> **Written instruction A**:
Answer these from the SQL Server recovery thread, one answer per line, marked (i), (ii), (iii):
(i) How long does the database take to behave normally after a server restart?
(ii) Which version of SQL Server is being used?
(iii) What is the recovery interval set to?
> **Written instruction B**:
Please reproduce the part of the SQL Server recovery thread starting with "2. I need to" and going on through "is the syntax?", word for word.

> **Provided passage**:
________

11

Everytime I restart my server, the database is always in recovery mode, and it takes about 20 minutes for it to behave as normal. This always and only happens when I restart the server, so I have a few questions...

  1. I was told this could be caused by a large log file? Could that be correct? If not then what could be the other causes?
  2. I need to lower the space of the log file to prevent recoveries. What is better: shrinking or truncating?
  3. How can I shrink or truncate a log file / database to lower the size? What is the syntax?

I am currently using Microsoft SQL Server 2008.

  • Do you tend to have large transactions in flight when you shut down? What is the recovery interval set to? – Martin Smith Sep 03 '12 at 14:42
  • no actions are performed 20 minutes before server restart, other than select statements, the interval is set at 0. –  Sep 03 '12 at 14:55
  • How frequently do you re start? How frequently do you backup the database? I am wondering why you are re starting the server on a regular basis? To be complete, you can manually checkpoint a database (which clears the log) if need be. – Lynn Langit Sep 03 '12 at 16:13
  • "To be complete, you can manually checkpoint a database (which clears the log) if need be." how can that be done? and when you say clear a log, do you mean, not to use or simply wiping the log? –  Sep 03 '12 at 16:34
  • Not enough information. Recovery model? Are you using features like mirroring or replication? Size of the database and files involved? Does the database handle any large transactions? – Jon Seigel Sep 04 '12 at 01:41
  • Another question, how large is your log file and did it reach that size by auto growing? If so, with default settings? If not what settings are you using? – Edward Dortland Sep 04 '12 at 03:31
  • Additionally, from the sql error log, can you tell us how long the redo phase took and how long the undo phase took? – Edward Dortland Sep 04 '12 at 03:50
  • @Lynn Langit, Checkpointing doesn't clear the log by definition. Only in simple recovery model are inactive VLFs cleared. In any case, if there is an active transaction, you could checkpoint/truncate/clear all you want but luckaly nothing will happen ;-) .Furthermore, Checkpointing could help in any redo delays, but this problem could also be caused by an undo delay. (Most likely). – Edward Dortland Sep 04 '12 at 16:56

3 Answers3

6

I have the same issue and I believe I have resolved it but I have not been able to fully test it to confirm.

________

> **Data extract**:
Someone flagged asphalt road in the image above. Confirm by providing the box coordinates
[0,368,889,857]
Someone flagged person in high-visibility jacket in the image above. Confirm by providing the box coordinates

________

> **Expected answer A**:
(i) About 20 minutes.
(ii) Microsoft SQL Server 2008.
(iii) 0.

> **Expected answer B**:
2. I need to lower the space of the log file to prevent recoveries. What is better: shrinking or truncating?
  3. How can I shrink or truncate a log file / database to lower the size? What is the syntax?